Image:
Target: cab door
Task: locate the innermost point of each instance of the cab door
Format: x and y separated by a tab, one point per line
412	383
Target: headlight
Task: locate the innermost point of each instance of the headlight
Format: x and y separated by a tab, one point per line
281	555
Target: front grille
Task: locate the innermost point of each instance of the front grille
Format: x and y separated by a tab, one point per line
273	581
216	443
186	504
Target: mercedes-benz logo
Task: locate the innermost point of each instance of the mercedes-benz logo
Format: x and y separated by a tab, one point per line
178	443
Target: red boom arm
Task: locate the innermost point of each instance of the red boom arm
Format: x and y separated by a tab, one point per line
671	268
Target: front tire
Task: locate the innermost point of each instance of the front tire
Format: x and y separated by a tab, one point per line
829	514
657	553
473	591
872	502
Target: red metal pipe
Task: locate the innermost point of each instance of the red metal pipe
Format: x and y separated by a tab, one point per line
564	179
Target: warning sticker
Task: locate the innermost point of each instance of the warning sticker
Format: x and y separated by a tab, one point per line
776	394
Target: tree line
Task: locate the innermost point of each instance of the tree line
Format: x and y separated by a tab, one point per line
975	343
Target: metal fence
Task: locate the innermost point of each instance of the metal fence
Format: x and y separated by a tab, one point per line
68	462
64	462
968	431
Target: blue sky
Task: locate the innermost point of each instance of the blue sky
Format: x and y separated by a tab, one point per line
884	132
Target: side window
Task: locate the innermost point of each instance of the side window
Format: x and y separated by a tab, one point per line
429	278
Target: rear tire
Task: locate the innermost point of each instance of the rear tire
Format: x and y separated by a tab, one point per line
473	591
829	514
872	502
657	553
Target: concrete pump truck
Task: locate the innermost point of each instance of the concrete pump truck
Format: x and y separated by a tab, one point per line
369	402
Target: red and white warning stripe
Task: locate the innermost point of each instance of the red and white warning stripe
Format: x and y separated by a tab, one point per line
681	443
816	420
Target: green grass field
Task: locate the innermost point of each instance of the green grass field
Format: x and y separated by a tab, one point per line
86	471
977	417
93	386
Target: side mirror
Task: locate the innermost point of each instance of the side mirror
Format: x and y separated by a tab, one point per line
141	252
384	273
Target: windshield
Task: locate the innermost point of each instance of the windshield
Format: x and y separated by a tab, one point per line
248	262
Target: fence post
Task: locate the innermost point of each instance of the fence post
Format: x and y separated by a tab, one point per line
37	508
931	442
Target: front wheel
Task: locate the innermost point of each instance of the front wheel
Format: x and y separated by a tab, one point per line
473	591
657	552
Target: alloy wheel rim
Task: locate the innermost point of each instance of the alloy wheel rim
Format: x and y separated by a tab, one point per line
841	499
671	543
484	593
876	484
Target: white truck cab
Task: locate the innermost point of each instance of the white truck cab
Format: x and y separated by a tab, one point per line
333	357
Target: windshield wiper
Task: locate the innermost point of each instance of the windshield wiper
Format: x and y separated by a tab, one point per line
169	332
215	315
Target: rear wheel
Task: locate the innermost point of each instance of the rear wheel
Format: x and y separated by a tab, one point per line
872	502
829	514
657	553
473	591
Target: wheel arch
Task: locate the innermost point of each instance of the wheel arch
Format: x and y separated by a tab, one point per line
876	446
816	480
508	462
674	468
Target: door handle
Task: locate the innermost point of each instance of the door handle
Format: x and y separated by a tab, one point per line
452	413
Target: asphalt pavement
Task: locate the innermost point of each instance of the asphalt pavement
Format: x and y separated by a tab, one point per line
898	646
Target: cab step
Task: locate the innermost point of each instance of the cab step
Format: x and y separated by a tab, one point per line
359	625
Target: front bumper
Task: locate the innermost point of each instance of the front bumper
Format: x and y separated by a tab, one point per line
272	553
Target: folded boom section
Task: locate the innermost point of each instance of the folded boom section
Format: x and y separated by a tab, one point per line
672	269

▸ **Exercise requirements**:
Output, unchanged, the lines from the line with "Target: alloy wheel rim" through the final line of the material.

▸ **Result**:
Target: alloy wheel rim
Task: locate the innermost point of each instance of the alloy wheel rim
Format: x and y separated by a tab, one point per line
841	499
671	543
484	593
876	484
Target: white truck cab
Task: locate the innermost point of each instance of the white truck cab
Format: x and y separated by a tab, one point per line
333	357
Target: windshield wiper
Task: locate the innermost point of each instance of the windshield wiper
Format: x and y separated by a tab, one point per line
169	332
215	315
Target: rear wheel
Task: locate the innermost point of each instance of the rear wheel
Format: x and y separated by a tab, one point per line
872	502
829	514
657	553
473	591
Target: wheel arch
Task: locate the innermost point of each instance of the wheel arch
Format: x and y separated by a tab, one point per line
876	446
816	480
508	462
674	468
Target: door handle
Task: locate the innermost point of each instance of the door handle
Format: x and y separated by a tab, one point per line
452	413
Target: asphalt pavement
Task: locate the innermost point of each instance of the asphalt pavement
Format: x and y separated by a tab, one point per line
898	646
Target: cab step
Task: locate the innermost point of each instance of the cab step
Format: x and y separated by a tab, one point per line
359	625
Target: front bumper
Task: locate the innermost point of each instance of the front bumper
Format: x and y separated by a tab, one point per line
272	553
Target: folded boom section
Task: locate the innermost point of each instance of the folded boom section
Format: x and y separated by a tab, one point per line
672	269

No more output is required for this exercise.